··· Records shown
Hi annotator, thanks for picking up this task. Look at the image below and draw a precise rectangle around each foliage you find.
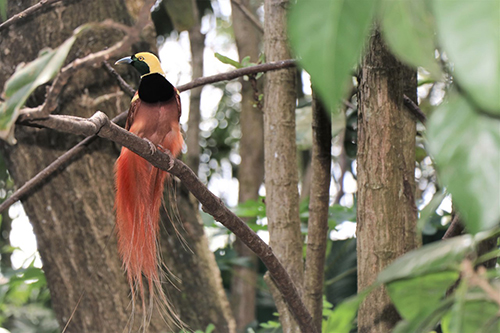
[289,0,500,332]
[0,262,59,333]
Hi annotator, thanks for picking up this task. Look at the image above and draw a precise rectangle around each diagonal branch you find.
[231,0,264,34]
[0,60,294,213]
[19,0,154,121]
[0,0,62,31]
[20,111,317,332]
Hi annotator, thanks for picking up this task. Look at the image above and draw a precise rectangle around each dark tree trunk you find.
[0,0,145,332]
[0,0,234,332]
[357,32,419,333]
[231,0,264,332]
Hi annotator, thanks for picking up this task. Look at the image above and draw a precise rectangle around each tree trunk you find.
[264,0,303,332]
[231,0,264,332]
[160,184,236,333]
[357,32,419,333]
[0,0,148,332]
[0,0,234,332]
[304,96,332,332]
[160,0,235,332]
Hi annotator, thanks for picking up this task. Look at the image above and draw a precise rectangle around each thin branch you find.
[231,0,264,34]
[442,214,464,239]
[0,0,62,31]
[20,111,317,332]
[462,260,500,306]
[403,95,427,124]
[177,59,296,91]
[19,0,154,121]
[0,60,293,213]
[304,93,332,330]
[0,111,128,214]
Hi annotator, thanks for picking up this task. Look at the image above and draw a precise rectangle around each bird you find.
[114,52,184,324]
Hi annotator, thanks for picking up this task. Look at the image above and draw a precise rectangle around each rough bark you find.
[186,4,205,174]
[231,0,264,332]
[304,94,332,332]
[357,32,419,332]
[0,0,151,332]
[264,0,303,332]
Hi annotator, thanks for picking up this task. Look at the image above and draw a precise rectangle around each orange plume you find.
[115,53,184,325]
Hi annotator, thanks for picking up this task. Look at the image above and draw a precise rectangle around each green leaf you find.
[0,0,7,21]
[427,93,500,233]
[377,235,475,283]
[0,29,82,144]
[214,52,243,68]
[288,0,378,110]
[417,189,447,233]
[442,296,500,333]
[381,0,442,79]
[386,271,460,321]
[432,0,500,114]
[392,298,458,333]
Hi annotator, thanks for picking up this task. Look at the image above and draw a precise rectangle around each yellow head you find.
[115,52,165,76]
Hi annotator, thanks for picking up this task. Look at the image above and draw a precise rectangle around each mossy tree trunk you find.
[357,32,419,333]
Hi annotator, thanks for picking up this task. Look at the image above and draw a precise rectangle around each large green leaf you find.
[386,271,459,321]
[427,93,500,233]
[288,0,378,110]
[442,296,500,333]
[381,0,442,79]
[0,29,82,144]
[377,235,476,283]
[432,0,500,114]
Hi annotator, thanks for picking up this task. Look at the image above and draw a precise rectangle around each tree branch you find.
[304,94,332,331]
[0,0,62,31]
[23,111,316,332]
[19,0,154,121]
[0,60,293,213]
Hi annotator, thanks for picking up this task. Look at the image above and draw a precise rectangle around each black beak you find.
[115,57,133,65]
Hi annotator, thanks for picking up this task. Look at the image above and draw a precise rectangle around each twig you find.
[0,0,62,31]
[0,111,127,213]
[20,111,316,332]
[403,95,427,124]
[19,0,154,121]
[231,0,264,34]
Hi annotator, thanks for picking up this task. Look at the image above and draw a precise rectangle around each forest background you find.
[0,0,500,332]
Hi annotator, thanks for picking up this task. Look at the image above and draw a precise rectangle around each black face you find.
[130,55,149,76]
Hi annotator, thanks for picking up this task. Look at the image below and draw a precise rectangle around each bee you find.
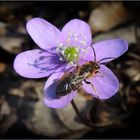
······
• [Do this]:
Put the lines of the source records above, from the line containing "background you find." through the line containing "[130,55,149,76]", both included, into a JSON list of strings with one string per line and blank lines omitted.

• [Response]:
[
  "Hi annotator, thanks for picking up this task. Look at the image above and draw a precise rectangle around each forest background you find.",
  "[0,0,500,332]",
  "Hi annotator, thanks for picking up this task. Look at the image above and draw a precise rectangle around each black face you find.",
  "[130,55,149,76]"
]